_The problem_
Each record, exactly as written, should be printed again.

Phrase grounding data
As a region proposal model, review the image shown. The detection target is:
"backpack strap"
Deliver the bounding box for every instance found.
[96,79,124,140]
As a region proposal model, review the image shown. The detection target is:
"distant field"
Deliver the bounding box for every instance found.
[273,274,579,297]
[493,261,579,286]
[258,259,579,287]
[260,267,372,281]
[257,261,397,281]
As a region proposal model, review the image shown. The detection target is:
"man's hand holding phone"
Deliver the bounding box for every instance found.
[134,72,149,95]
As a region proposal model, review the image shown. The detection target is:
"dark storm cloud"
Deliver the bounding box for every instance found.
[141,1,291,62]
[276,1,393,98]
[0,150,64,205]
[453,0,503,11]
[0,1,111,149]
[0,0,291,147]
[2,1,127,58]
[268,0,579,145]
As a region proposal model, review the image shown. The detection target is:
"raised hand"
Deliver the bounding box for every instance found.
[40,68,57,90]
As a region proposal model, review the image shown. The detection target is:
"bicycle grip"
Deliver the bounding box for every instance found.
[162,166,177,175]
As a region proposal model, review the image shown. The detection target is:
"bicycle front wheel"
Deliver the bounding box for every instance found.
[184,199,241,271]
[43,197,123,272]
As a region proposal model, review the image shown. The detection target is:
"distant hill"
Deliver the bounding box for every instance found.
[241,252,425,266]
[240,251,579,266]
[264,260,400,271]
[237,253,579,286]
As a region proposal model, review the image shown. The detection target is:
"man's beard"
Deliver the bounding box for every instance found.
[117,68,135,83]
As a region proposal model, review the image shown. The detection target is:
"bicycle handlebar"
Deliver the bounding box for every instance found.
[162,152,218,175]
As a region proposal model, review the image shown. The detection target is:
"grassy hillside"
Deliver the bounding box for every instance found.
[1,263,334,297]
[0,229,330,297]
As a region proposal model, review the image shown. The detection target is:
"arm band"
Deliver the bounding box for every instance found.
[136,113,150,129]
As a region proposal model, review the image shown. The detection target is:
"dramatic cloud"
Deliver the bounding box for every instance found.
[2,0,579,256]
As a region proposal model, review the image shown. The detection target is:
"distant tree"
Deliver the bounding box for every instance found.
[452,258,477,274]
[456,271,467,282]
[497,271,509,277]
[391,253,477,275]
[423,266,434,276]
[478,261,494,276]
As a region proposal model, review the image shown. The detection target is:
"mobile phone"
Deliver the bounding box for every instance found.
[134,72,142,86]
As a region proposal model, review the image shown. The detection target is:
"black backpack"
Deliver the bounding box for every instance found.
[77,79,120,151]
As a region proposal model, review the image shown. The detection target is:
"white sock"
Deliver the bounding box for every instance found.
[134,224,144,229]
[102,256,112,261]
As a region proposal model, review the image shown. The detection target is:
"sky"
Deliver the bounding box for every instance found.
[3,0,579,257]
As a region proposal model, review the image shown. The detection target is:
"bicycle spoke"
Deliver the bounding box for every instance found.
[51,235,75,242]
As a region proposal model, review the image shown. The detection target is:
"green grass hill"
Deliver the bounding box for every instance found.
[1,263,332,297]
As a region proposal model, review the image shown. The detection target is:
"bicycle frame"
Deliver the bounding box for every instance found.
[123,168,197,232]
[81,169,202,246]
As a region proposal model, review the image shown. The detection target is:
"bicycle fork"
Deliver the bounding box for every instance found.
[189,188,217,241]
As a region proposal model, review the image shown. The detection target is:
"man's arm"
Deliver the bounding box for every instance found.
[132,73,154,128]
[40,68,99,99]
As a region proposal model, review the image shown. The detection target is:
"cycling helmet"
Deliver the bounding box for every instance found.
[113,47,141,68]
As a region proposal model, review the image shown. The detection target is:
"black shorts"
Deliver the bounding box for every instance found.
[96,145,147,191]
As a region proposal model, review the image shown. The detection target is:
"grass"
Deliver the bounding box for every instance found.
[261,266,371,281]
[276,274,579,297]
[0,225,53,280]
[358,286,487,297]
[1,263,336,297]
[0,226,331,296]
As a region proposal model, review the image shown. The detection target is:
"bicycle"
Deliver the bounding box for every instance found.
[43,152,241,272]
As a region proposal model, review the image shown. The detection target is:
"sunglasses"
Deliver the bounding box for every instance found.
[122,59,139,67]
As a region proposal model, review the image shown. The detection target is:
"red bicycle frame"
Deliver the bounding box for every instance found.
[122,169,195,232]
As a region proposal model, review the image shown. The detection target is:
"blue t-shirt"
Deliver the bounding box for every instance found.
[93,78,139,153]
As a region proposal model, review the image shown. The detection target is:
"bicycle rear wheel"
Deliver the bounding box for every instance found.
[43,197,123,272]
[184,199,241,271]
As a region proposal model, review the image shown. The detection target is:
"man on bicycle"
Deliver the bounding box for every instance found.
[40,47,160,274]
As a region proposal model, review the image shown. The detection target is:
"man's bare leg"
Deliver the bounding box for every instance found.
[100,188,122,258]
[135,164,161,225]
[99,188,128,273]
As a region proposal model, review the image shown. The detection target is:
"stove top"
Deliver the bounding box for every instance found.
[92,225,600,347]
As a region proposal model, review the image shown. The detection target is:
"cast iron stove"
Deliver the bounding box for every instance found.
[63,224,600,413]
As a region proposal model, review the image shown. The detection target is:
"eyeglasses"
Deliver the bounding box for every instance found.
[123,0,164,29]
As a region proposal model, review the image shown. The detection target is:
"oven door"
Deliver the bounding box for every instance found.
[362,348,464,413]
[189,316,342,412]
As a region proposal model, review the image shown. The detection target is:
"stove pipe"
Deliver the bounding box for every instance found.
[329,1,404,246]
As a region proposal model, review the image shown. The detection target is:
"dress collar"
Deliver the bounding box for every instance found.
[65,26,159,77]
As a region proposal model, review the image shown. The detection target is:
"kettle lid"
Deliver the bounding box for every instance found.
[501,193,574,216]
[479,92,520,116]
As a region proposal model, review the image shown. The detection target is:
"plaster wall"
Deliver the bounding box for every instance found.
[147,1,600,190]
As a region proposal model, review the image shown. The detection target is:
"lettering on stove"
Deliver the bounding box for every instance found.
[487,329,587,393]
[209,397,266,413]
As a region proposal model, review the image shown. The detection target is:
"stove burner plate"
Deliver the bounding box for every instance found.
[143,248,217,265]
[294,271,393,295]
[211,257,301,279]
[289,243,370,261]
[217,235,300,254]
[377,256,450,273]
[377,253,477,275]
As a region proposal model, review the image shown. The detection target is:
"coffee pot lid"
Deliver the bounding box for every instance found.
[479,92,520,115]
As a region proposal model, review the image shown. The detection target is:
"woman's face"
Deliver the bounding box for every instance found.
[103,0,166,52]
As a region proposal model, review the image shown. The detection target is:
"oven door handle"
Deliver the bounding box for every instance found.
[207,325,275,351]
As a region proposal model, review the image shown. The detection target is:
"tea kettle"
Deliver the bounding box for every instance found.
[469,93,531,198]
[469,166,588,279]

_The answer_
As a region proposal model, review the image shown. The detection target is:
"backpack strap"
Deliver the bounding box for every instance found.
[96,79,124,140]
As a region proposal model, review the image shown. The detection target is:
"distant field"
Deliver the bounding box for every instance found.
[273,274,579,297]
[493,261,579,286]
[258,259,579,287]
[260,267,372,281]
[257,261,397,281]
As a region proposal model, review the image shown. The detection target is:
"man's hand holding phone"
Deliver the bounding box for every instance found.
[134,72,149,95]
As a region proposal model, review the image shown. The detection target is:
"dark storm cloud"
Deliver the bounding box for every instance found.
[141,1,291,62]
[276,1,393,98]
[0,150,64,205]
[453,0,503,11]
[0,1,111,149]
[0,0,291,147]
[2,1,127,58]
[268,0,579,145]
As a region proposal model, review the image shown. The detection target is:
"raised hand"
Deliver the bounding box for every instance found.
[40,68,57,90]
As a region proposal model, review the image shown. The detection target is:
"bicycle grip"
Deliver the bounding box for every instance found.
[162,166,177,175]
As a region proposal model, review the image shown. The detection target is:
"bicycle front wheel"
Deliver the bounding box for every instance found.
[184,199,241,271]
[43,197,123,272]
As a region proposal model, review the image shown. The detection target is:
"distant hill"
Deliver the bounding box for every instance found.
[241,252,425,266]
[240,251,579,266]
[264,260,400,271]
[237,253,579,286]
As a region proposal model, review the image shown. The detection target is:
"man's beard"
Deliver the bounding box for every instance found.
[117,68,135,83]
As a region proposal model, review the image shown. The detection target is:
"bicycle handlebar"
Deliver the bounding box for every instance found.
[162,152,218,175]
As a region proposal model, review the image shown. The detection target is:
"grassy hillside"
Deliver the bounding box for every instance found.
[1,263,334,297]
[0,229,330,297]
As a region proposal model, review the image shown. The detection target is:
"arm band"
Deliver the bounding box for every instance found.
[136,113,150,129]
As a region proposal model, review the image shown. The detection target is:
"dramatic cloud"
Deliver the bounding box for every instance found.
[2,0,579,256]
As a region proposal model, review the image shown. The detection target is:
"distant tree"
Deliver the bounding box for every instance found.
[452,258,477,274]
[456,271,467,282]
[497,271,509,277]
[391,253,477,275]
[423,266,434,276]
[478,261,494,276]
As a region proposal model, review the image shown. The detection target is:
"mobile phone"
Deliver the bounding box for every instance found.
[134,72,142,86]
As a region proposal model, review the image shown. The detection target is:
"black backpack"
Deliver the bounding box for every instance found.
[77,79,120,151]
As a region proposal model, review the image shown. The detection target is:
"white sock"
Deliver the bounding box for every instance found.
[134,224,144,229]
[102,256,112,261]
As a region proposal model, review the image shown. The detection target is:
"sky"
Deliver the bounding box for every instance found.
[3,0,579,257]
As a region proposal model, review the image shown. The detection target is:
"bicycle spoke"
Deliver the bounding box for every instance found.
[51,235,75,242]
As a region proposal model, review the image shown. The detection target is:
"green grass hill"
Deliver the bounding box for every instance found.
[1,263,332,297]
As a region proposal model, review the image shown. The detection target is:
"bicycle frame"
Deliver the bounding box for every instance found.
[123,168,197,232]
[81,169,202,246]
As a region proposal model, review the image shown. The detection target is:
"bicycle fork"
Deliver the bounding box for every instance found.
[189,188,217,241]
As a region proposal model, review the image shown. The detection target is:
"man's arm"
Deliver the bounding box for every instance found.
[132,73,154,128]
[40,68,99,99]
As a region proposal model, review the image shown. The detection target is:
"cycling helmet"
Deliver the bounding box for every instance found.
[113,47,141,68]
As a region proposal model, review the image shown. The detection target is:
"black shorts"
Deliver the bounding box for every instance found.
[96,145,147,191]
As a region proposal model, review the image shown. The detection target is:
"grass"
Deliver the bounding box for every instance found.
[261,266,371,281]
[276,274,579,297]
[0,225,53,280]
[358,286,487,297]
[1,263,336,297]
[0,226,331,296]
As a region proposal model, review the image shown. The detection target is:
"bicycle"
Deliver the bounding box for every instance found.
[43,152,241,272]
As a region proposal model, review the image shown. The detection target is:
"sunglasses"
Deliver the bounding box for every instance found.
[122,59,139,67]
As a region proposal model, review the image shown. The detection target is:
"red bicycle frame"
Deliver the bounding box for every instance found.
[122,169,195,232]
As a region proposal model, review the image shown. The detection target is:
"blue t-shirt"
Deliver the bounding box for every instance found.
[93,78,139,153]
As a region proposal model, review the image shown. The detection target is:
"bicycle rear wheel"
Deliver the bounding box for every instance found.
[43,197,123,272]
[184,199,241,271]
As a region proposal model, review the image shown. The detection target is:
"man on bicycle"
Deliver the bounding box for every instance found.
[40,47,160,274]
As a region proposal model, review the image shown. The detection target is:
"man's bare leg"
Deliver the bounding box for every instance found.
[100,188,122,258]
[135,164,161,225]
[99,188,128,273]
As a region proposal model, review the image shown. The detection target is:
"stove top"
Deliver the bounding box for every instance found.
[92,225,600,347]
As a region proposal model, review the image shown. The detection target is:
"cast iron stove"
Deliver the bounding box for every instance found.
[63,224,600,413]
As a region proposal model, review the image shown. The detection target is:
"eyeglasses"
Deliver the bounding box for every instance found.
[123,0,164,29]
As a region proposal model, review the image shown. The detection target is:
"oven door"
Deliver the bounding box for every instance found.
[362,348,464,413]
[189,316,342,412]
As a region proposal model, review the image shown. The detection target is:
"stove pipe"
Deliver the bounding box for every instance found.
[329,1,404,246]
As a region proposal model, review the image shown. The detection target is:
"dress collar"
Deliver the bounding box for every instance found.
[65,26,159,77]
As a region proposal model, review the image shown. The detection target is:
"kettle lid"
Deliver the bounding box for every instance found.
[501,193,574,216]
[479,92,520,116]
As a region proposal model, review the image shown. The detection target is:
"plaster wall"
Deliver the bounding box for every instance found.
[147,1,600,190]
As a region proposal model, review the image shown. The detection target is:
"lettering on stove"
Deliver the bounding box for every instance found.
[487,329,587,393]
[209,397,266,413]
As a region proposal model, review the image shown. The detection target is:
"stove burner plate"
Deliver the bounding box for every instance found.
[143,248,217,265]
[294,271,393,295]
[211,257,301,279]
[289,243,370,261]
[217,235,300,254]
[377,256,450,273]
[377,253,477,275]
As a region proposal model, review the image shown. The detection target is:
"coffee pot lid"
Deliver the bounding box for every instance found.
[479,92,520,115]
As a region proposal model, review the image shown. The detection target is:
"woman's face"
Deliver the bounding box for every instance found.
[103,0,166,52]
As a region proposal model, review the image shown. The detection target is:
"oven door handle"
Deliver the bounding box for every instance found.
[207,325,275,351]
As a region proposal model, review the image shown. The detection target is:
"tea kettle"
Deliver the bounding box for every instance found.
[469,93,531,198]
[469,166,588,279]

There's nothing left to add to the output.